> _DATA SHOWN_:
►
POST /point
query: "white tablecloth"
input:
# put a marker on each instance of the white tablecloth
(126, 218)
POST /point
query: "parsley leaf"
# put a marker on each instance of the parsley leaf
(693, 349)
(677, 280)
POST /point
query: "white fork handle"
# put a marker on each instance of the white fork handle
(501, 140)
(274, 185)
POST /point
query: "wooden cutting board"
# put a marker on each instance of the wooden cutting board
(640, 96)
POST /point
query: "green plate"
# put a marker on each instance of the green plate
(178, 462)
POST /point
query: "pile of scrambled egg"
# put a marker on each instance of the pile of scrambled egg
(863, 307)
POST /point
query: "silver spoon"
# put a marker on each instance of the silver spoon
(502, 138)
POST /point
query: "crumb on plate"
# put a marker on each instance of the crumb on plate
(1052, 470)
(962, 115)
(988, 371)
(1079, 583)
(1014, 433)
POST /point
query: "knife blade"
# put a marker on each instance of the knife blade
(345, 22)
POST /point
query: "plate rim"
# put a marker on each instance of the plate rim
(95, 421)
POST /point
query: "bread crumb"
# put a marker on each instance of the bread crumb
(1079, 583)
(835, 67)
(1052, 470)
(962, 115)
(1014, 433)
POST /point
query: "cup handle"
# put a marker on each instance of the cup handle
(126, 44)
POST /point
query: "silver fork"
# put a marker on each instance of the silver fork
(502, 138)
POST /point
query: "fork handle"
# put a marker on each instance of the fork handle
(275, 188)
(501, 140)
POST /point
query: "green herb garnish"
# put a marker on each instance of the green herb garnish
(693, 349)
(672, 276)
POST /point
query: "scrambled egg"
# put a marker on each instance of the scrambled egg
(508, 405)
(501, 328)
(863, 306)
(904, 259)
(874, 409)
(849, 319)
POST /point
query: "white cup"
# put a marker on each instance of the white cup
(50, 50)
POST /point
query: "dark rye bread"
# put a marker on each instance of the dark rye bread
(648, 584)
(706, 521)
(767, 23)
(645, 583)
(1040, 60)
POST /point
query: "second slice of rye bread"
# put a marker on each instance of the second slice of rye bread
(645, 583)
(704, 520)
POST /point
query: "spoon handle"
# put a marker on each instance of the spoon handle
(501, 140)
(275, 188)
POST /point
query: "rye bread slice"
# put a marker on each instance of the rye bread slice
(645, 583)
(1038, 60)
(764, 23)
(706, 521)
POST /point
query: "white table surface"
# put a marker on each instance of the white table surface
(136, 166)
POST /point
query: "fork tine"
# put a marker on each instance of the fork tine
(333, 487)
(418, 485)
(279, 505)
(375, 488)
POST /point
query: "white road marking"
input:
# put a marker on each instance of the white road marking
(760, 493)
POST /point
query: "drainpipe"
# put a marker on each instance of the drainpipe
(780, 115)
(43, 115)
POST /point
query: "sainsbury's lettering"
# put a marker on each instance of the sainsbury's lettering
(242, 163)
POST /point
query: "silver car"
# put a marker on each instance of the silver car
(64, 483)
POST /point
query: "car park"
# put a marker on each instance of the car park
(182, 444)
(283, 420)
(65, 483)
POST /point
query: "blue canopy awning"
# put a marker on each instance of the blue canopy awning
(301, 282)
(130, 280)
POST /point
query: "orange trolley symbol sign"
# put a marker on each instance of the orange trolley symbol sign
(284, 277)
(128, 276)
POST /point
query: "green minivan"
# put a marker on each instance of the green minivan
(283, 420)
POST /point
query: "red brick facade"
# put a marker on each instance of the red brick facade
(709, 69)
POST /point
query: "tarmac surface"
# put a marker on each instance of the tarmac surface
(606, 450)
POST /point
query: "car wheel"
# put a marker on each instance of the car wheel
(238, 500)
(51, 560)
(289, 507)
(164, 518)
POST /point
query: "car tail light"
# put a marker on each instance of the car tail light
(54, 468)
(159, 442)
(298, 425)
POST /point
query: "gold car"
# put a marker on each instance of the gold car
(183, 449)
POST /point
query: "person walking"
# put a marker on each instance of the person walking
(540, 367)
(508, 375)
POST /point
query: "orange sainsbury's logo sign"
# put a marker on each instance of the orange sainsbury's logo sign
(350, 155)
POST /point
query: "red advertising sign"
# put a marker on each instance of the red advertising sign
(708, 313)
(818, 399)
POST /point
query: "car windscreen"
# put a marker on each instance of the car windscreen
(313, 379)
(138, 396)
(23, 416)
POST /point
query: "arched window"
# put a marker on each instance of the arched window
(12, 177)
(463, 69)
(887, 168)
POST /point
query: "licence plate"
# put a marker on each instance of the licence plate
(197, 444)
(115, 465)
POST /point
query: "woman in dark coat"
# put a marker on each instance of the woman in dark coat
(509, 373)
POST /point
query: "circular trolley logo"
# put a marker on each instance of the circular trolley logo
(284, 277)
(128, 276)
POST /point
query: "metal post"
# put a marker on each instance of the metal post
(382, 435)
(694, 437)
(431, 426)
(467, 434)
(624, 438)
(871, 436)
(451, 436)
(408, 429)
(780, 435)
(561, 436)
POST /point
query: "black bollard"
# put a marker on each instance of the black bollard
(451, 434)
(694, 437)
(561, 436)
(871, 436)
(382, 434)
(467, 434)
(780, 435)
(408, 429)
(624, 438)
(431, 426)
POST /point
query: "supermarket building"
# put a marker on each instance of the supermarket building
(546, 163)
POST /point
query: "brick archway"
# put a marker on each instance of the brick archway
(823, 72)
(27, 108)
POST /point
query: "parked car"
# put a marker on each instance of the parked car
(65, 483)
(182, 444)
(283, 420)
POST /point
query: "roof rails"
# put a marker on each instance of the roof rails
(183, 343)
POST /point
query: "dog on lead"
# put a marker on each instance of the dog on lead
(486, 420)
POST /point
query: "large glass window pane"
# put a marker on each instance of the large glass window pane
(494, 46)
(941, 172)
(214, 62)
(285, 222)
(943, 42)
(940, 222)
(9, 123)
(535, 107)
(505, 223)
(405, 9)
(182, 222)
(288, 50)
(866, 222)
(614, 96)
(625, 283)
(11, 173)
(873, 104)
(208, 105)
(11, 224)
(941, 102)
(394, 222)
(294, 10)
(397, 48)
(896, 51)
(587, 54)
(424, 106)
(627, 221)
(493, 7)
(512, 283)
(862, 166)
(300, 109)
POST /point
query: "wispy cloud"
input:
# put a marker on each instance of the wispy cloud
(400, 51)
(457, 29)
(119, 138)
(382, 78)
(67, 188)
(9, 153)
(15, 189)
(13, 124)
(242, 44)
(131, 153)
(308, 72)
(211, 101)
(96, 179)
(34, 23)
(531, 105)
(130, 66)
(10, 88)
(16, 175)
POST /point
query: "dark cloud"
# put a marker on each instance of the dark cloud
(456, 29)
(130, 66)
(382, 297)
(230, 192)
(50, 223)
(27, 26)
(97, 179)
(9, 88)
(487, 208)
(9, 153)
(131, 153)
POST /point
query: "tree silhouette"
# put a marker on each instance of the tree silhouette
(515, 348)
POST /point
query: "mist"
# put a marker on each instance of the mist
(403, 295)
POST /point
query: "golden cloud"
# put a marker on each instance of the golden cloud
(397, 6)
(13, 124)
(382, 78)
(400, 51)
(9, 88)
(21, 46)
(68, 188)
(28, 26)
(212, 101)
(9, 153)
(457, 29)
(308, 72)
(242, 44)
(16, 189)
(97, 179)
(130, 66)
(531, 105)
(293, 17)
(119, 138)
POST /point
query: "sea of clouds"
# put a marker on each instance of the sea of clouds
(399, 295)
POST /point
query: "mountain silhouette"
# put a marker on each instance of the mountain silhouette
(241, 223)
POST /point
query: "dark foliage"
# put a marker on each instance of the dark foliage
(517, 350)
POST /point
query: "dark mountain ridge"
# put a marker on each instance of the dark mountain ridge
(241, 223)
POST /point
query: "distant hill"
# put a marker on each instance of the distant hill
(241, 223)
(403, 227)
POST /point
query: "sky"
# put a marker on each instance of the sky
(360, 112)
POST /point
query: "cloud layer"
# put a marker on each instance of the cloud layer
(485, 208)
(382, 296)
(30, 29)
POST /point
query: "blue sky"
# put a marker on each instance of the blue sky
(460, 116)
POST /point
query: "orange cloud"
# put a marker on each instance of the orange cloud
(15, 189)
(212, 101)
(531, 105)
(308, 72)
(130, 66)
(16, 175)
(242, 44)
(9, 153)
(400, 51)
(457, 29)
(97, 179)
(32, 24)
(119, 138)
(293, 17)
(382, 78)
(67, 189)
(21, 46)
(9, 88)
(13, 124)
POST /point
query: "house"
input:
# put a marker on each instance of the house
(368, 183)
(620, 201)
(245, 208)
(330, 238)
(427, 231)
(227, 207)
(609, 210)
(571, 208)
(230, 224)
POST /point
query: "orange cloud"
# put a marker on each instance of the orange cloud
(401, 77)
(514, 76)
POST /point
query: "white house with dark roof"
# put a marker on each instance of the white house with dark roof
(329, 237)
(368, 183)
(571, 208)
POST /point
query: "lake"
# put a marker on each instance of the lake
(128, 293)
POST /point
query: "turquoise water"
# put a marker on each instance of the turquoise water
◄
> _WHAT IS NEEDED_: Please collect every line of the listing above that contains the string "road", matching case exactly.

> _RESPONSE BELOW_:
query: "white road marking"
# put a marker on each instance of the white road marking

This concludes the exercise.